Exercise A: Return the passage from the text on MOSFET power-loss measurement, starting at "Figure 1 Schematic" and ending at "and the oscilloscope.".
Exercise B: Summarize the text on MOSFET power-loss measurement in three sentences.
Exercise C: Extend the text on MOSFET power-loss measurement from where it stops.

Text shown:
Test Setup Required for Accurate Power Loss Measurements

Figure 1 shows a simplified circuit for switching. The MOSFET in Figure 1 is not connected to the AC power supply ground or the circuit output ground, that is, it is isolated from the ground, so a simple ground reference voltage measurement cannot be performed using an oscilloscope, because if the ground lead of the probe is connected to any terminal of the MOSFET, that point will be shorted to the ground through the oscilloscope.

Figure 1 Schematic diagram of the circuit inside the switch

In this case, differential measurement is the best way to measure the voltage waveform of the MOSFET. Differential measurement determines the drain-source voltage (VDS), which is the voltage across the drain and source terminals of the MOSFET. VDS can float over a voltage that can range from tens of volts to hundreds of volts, depending on the voltage range of the power supply. There are several ways to measure VDS:

*Leaving the chassis ground of the oscilloscope floating. This is not recommended because it is extremely unsafe and dangerous to the user, the device under test, and the oscilloscope.
*Use two regular single-ended passive probes and connect their ground leads together, then use the oscilloscope's channel calculation function to make the measurement. This measurement method is called quasi-differential measurement. Although passive probes can be used in conjunction with the oscilloscope's amplifier, they lack the common-mode rejection ratio (CMRR) function that can properly block any common-mode voltage. This setup cannot accurately measure voltage, but existing probes can be used.

* Use a commercially available probe isolator to isolate the oscilloscope chassis ground. The probe's ground lead will no longer be at ground potential and can be connected directly to a test point. Probe isolators are an effective solution but are expensive, costing 2 to 5 times as much as differential probes.
* Use a true differential probe on a wideband oscilloscope. VDS can be accurately measured with a differential probe, which is the best approach.

When measuring current through a MOSFET, clamp the current probe in place and then fine-tune the measurement system. Many differential probes have built-in DC offset trimming capacitors. After turning off the device under test and allowing the oscilloscope and probe to warm up completely, the oscilloscope can be set to measure the average value of the voltage and current waveforms. The sensitivity should be set to the value that will be used for the actual measurement. In the absence of a signal, adjust the trimming capacitors to zero the average value of each waveform to 0V. This step can minimize measurement errors caused by static voltages and currents in the measurement system.

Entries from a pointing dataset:
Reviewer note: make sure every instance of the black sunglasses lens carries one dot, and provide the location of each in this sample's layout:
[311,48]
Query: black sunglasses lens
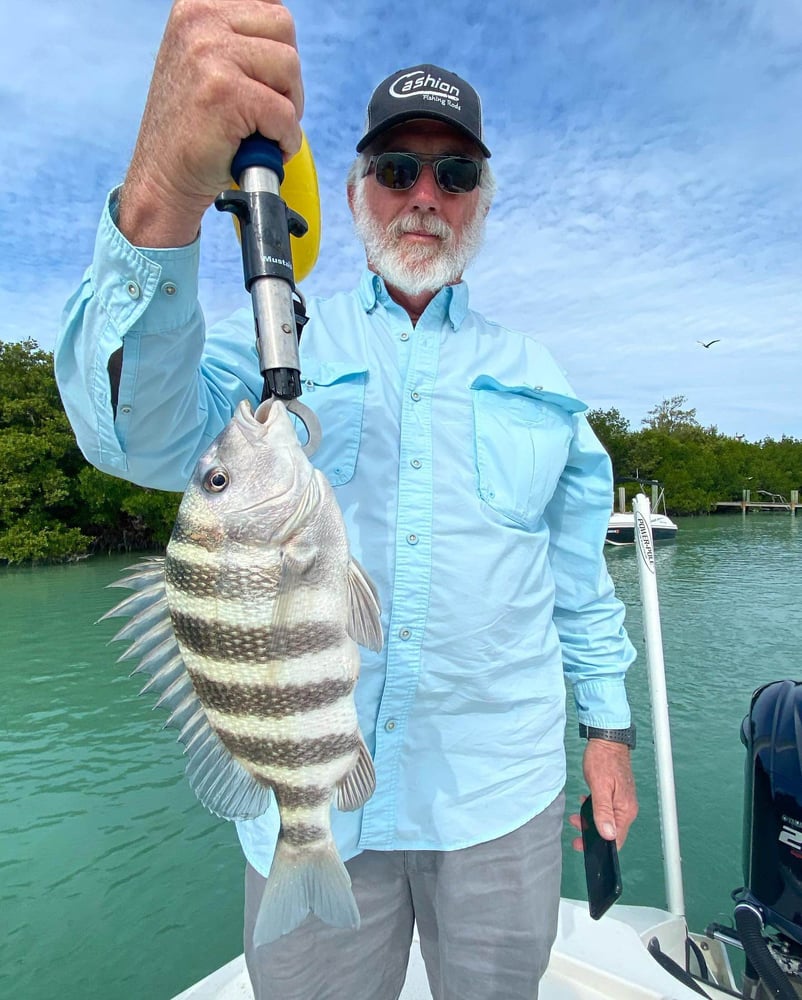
[457,174]
[397,171]
[454,174]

Result A:
Figure 1 Schematic diagram of the circuit inside the switch

In this case, differential measurement is the best way to measure the voltage waveform of the MOSFET. Differential measurement determines the drain-source voltage (VDS), which is the voltage across the drain and source terminals of the MOSFET. VDS can float over a voltage that can range from tens of volts to hundreds of volts, depending on the voltage range of the power supply. There are several ways to measure VDS:

*Leaving the chassis ground of the oscilloscope floating. This is not recommended because it is extremely unsafe and dangerous to the user, the device under test, and the oscilloscope.

Result B: Because the MOSFET in the switching circuit is isolated from ground, a simple ground-referenced oscilloscope measurement cannot be used, and differential measurement of VDS is the best approach. Of the methods listed, floating the oscilloscope chassis ground is dangerous, quasi-differential measurement with two passive probes is inaccurate, probe isolators are effective but costly, and a true differential probe is best. Before measuring, the probes' DC offset trimming capacitors should be adjusted so each waveform averages 0V with no signal, which minimizes errors from static voltages and currents.

Result C:
Correcting for errors due to conduction delays in voltage and current probes

Before making any power loss measurements in a switched-mode power supply, it is important to synchronize the voltage and current signals to eliminate conduction delays. This process is called “deskewing.” The traditional method is to calculate the skew between the voltage and current signals and then manually adjust the skew using the oscilloscope’s deskew range, but this is a very tedious process.

A simpler method uses an offset correction fixture and a TDS5000 Series oscilloscope. To perform the offset correction, connect the differential voltage probe and the current probe to the test points of the offset correction fixture. The offset correction fixture is stimulated by the Auxiliary output or Cal-out signal of the oscilloscope. If necessary, the offset correction fixture can also be stimulated by an external signal source.

The deskew capability of the TDSPWR2 software automatically sets up the oscilloscope and calculates the conduction delay. The deskew function then uses the oscilloscope's deskew range and automatically compensates for the skew. The test setup is now ready to make accurate measurements. Figures 2 and 3 show the current and voltage signals before and after deskew.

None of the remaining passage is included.